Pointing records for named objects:
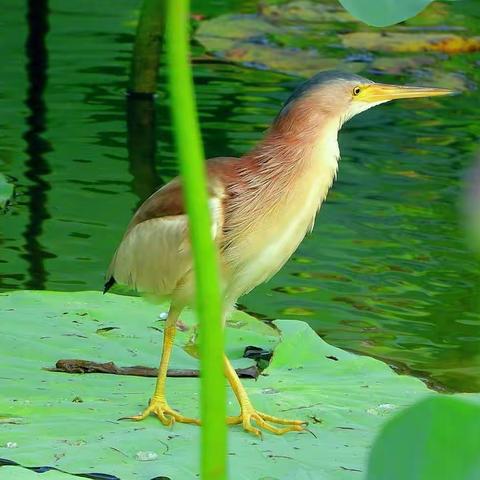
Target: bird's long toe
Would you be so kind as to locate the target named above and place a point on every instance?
(264, 421)
(167, 415)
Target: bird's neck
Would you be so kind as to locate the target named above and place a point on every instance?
(300, 142)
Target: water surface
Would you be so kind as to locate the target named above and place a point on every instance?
(387, 271)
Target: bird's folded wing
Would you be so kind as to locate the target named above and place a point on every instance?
(154, 255)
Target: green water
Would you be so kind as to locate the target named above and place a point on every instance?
(387, 271)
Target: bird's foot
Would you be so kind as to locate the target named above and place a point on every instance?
(263, 420)
(167, 415)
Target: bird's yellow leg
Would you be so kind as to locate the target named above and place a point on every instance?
(249, 414)
(158, 405)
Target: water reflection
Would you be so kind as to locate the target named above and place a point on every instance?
(36, 165)
(386, 271)
(142, 145)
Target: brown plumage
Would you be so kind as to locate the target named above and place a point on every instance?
(261, 205)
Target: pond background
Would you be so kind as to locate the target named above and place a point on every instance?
(387, 272)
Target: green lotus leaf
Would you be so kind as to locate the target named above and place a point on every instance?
(436, 438)
(70, 421)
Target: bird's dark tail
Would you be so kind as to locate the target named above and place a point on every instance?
(109, 284)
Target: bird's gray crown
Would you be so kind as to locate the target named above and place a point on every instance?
(319, 79)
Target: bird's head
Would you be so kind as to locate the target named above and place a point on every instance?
(338, 96)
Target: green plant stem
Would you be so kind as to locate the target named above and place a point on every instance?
(192, 169)
(146, 48)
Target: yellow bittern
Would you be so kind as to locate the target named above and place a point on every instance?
(261, 206)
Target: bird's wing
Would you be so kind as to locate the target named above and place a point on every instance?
(154, 254)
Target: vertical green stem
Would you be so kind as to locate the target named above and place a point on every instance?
(192, 169)
(146, 48)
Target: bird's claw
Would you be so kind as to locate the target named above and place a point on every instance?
(264, 421)
(167, 415)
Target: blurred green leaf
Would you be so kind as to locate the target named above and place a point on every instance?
(381, 13)
(438, 438)
(6, 191)
(345, 397)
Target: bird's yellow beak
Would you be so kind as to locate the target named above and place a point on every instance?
(381, 92)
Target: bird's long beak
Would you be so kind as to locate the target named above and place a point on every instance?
(381, 92)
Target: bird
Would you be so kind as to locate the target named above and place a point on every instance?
(261, 207)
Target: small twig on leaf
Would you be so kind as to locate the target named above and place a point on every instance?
(87, 366)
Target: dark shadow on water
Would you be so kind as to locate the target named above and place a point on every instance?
(142, 145)
(36, 165)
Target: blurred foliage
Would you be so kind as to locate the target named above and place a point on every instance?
(345, 397)
(273, 40)
(6, 191)
(435, 439)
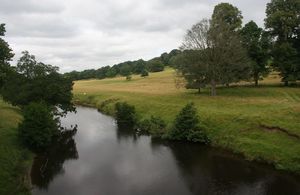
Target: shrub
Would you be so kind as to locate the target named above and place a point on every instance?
(128, 78)
(154, 126)
(38, 127)
(187, 126)
(144, 73)
(126, 115)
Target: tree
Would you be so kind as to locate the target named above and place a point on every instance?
(125, 115)
(145, 73)
(187, 125)
(155, 65)
(257, 43)
(36, 82)
(283, 23)
(38, 127)
(188, 65)
(140, 66)
(228, 14)
(6, 56)
(221, 57)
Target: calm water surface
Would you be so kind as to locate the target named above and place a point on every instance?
(102, 160)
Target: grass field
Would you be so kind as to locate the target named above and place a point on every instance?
(262, 123)
(14, 160)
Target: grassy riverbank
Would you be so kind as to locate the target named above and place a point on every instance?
(15, 161)
(262, 123)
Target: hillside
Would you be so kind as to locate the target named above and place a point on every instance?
(262, 123)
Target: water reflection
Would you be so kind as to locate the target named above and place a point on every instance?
(210, 171)
(50, 164)
(118, 161)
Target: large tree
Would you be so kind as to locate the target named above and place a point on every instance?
(35, 81)
(6, 55)
(220, 53)
(283, 23)
(228, 14)
(257, 42)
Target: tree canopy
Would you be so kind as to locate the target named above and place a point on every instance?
(257, 43)
(35, 81)
(283, 23)
(6, 56)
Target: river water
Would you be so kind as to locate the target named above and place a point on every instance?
(102, 160)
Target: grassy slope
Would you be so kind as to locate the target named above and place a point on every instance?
(234, 117)
(14, 160)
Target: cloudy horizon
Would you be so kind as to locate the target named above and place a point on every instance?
(76, 36)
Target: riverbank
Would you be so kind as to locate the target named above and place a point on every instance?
(261, 123)
(15, 161)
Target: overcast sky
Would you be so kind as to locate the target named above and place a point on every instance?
(83, 34)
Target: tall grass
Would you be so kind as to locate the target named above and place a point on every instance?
(14, 159)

**Written exercise:**
Convert every line of the material above into a JSON list of strings, with one string per line. Omit blank lines and leave the pictures out of the answer.

**Exercise result:**
[
  "Target: bird's long toe",
  "Would you be so kind as to locate the target named above and place a point on every instance?",
  "(264, 421)",
  "(167, 415)",
  "Target: bird's neck",
  "Would you be so kind as to locate the target named above and place a point on every instance?",
  "(300, 142)",
  "Target: water surface",
  "Would you be so kind as to locate the target named above and place a point on every instance?",
  "(387, 271)",
  "Target: bird's folded wing",
  "Would you be so kind as to locate the target named above and place a point on every instance?",
  "(154, 255)",
  "Target: green water",
  "Would you be so kind as to locate the target named above and place a point on every instance?",
  "(387, 271)",
  "Target: bird's foot",
  "Would you be so kind as to locate the target named above and place a point on every instance?",
  "(263, 420)",
  "(167, 415)",
  "Target: bird's yellow leg",
  "Would you be so kind as to locate the target named above and place a point on every instance?",
  "(249, 414)",
  "(158, 405)",
  "Target: water reflection",
  "Would you be so kind as to locate the target named above and place a point on every instance?",
  "(36, 165)",
  "(386, 271)",
  "(142, 145)",
  "Target: brown plumage",
  "Would you be so kind as to locate the target named above and place a point on every instance?",
  "(261, 205)",
  "Target: pond background",
  "Would you be so kind as to locate the target named above and place a point on every instance?",
  "(387, 272)",
  "Target: green lotus leaf",
  "Would you be so kind as to locate the target named above and place a point on every instance?",
  "(436, 438)",
  "(70, 421)",
  "Target: bird's dark tail",
  "Would you be so kind as to locate the target named above and place a point on every instance?",
  "(109, 284)",
  "Target: bird's gray crown",
  "Would you be so kind as to locate the target named above and place a point on every instance?",
  "(319, 79)",
  "Target: bird's head",
  "Would you be so kind as to locate the target named above and place a point on every instance?",
  "(338, 96)",
  "Target: green plant stem",
  "Would you be so kind as to locate the target named above and place a point on every instance?",
  "(192, 169)",
  "(146, 48)",
  "Target: yellow bittern",
  "Would you be so kind as to locate the target named above and place a point on every instance?",
  "(261, 206)",
  "Target: bird's wing",
  "Would you be so kind as to locate the target named above and place a point on every instance?",
  "(154, 254)",
  "Target: vertical green stem",
  "Would you be so kind as to locate the target named above and place a point on every instance?",
  "(192, 169)",
  "(146, 48)",
  "Target: bird's claw",
  "Would you be so kind as to locate the target named above and place a point on every instance?",
  "(264, 421)",
  "(167, 415)",
  "Target: blurred green leaf",
  "Would you be so kind as to locate the target named above and place a point on every instance?",
  "(381, 13)",
  "(438, 438)",
  "(6, 191)",
  "(345, 397)",
  "Target: bird's yellow beak",
  "Would you be so kind as to locate the target named above and place a point on every instance?",
  "(381, 92)",
  "Target: bird's long beak",
  "Would you be so kind as to locate the target named above and place a point on every instance?",
  "(381, 92)",
  "Target: bird",
  "Would you be so kind as to locate the target named above and place a point on every instance?",
  "(261, 207)",
  "Target: small twig on leaf",
  "Would you be so kind as to locate the target named above and place a point on every instance?",
  "(87, 366)",
  "Target: dark shadow on water",
  "Would you be so kind as to locate the target named above and place a point on every instance?",
  "(142, 145)",
  "(36, 165)",
  "Target: blurred foliage",
  "Would you be so kind as to locate the target named above and place a point on every instance?",
  "(345, 397)",
  "(273, 40)",
  "(6, 191)",
  "(435, 439)",
  "Target: shrub",
  "Would you be so kind as to locate the target named above and place a point on every instance?",
  "(128, 78)",
  "(154, 126)",
  "(38, 127)",
  "(187, 126)",
  "(144, 73)",
  "(126, 115)",
  "Target: tree",
  "Would you be so kind as to locate the target named above and place a point on every instance?",
  "(125, 115)",
  "(145, 73)",
  "(187, 125)",
  "(155, 65)",
  "(257, 43)",
  "(36, 82)",
  "(283, 23)",
  "(38, 127)",
  "(188, 65)",
  "(140, 66)",
  "(228, 14)",
  "(6, 56)",
  "(221, 57)",
  "Target: calm water surface",
  "Would you be so kind as to locate the target named above and place a point on every instance?",
  "(102, 160)",
  "Target: grass field",
  "Would you be so kind as to locate the target named above and place a point on every instance?",
  "(262, 123)",
  "(14, 160)",
  "Target: grassy riverbank",
  "Would you be so kind as to locate the target named above and place a point on every instance?",
  "(15, 161)",
  "(262, 123)",
  "Target: hillside",
  "Would you be so kind as to locate the target named above and place a point on every instance?",
  "(262, 123)",
  "Target: water reflection",
  "Would you be so kind as to locate the target named above and place a point on every instance?",
  "(210, 171)",
  "(50, 164)",
  "(118, 161)",
  "Target: large tree",
  "Would you be so kind as to locate the target named above and place a point on every instance?",
  "(35, 81)",
  "(6, 55)",
  "(220, 53)",
  "(283, 23)",
  "(228, 14)",
  "(257, 42)",
  "Target: tree canopy",
  "Would you be so kind as to locate the target named above and place a point on every instance?",
  "(257, 43)",
  "(35, 81)",
  "(283, 23)",
  "(6, 56)",
  "Target: river water",
  "Would you be so kind as to locate the target named above and place a point on every instance?",
  "(102, 160)",
  "Target: grassy slope",
  "Would you be so kind as to locate the target named above and place a point on every instance?",
  "(234, 117)",
  "(14, 160)",
  "Target: cloudy horizon",
  "Would you be so kind as to locate the target named above and place a point on every instance?",
  "(76, 36)",
  "Target: riverbank",
  "Would you be so kind as to locate the target named above and place a point on every instance?",
  "(261, 123)",
  "(15, 161)",
  "Target: overcast sky",
  "Would you be so kind as to locate the target named above and place a point on every instance?",
  "(83, 34)",
  "Target: tall grass",
  "Would you be so kind as to locate the target named above and place a point on every instance?",
  "(14, 159)"
]